Your assignment: The full set of entries must be copied exactly.

Listed entries:

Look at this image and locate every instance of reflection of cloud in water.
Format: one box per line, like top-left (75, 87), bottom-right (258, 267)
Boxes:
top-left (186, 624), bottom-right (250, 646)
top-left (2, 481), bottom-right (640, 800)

Written reply:
Look at this image and locate every instance of reflection of cloud in water.
Format: one box per line, like top-left (75, 87), bottom-right (258, 267)
Boxes:
top-left (186, 624), bottom-right (250, 646)
top-left (2, 481), bottom-right (640, 800)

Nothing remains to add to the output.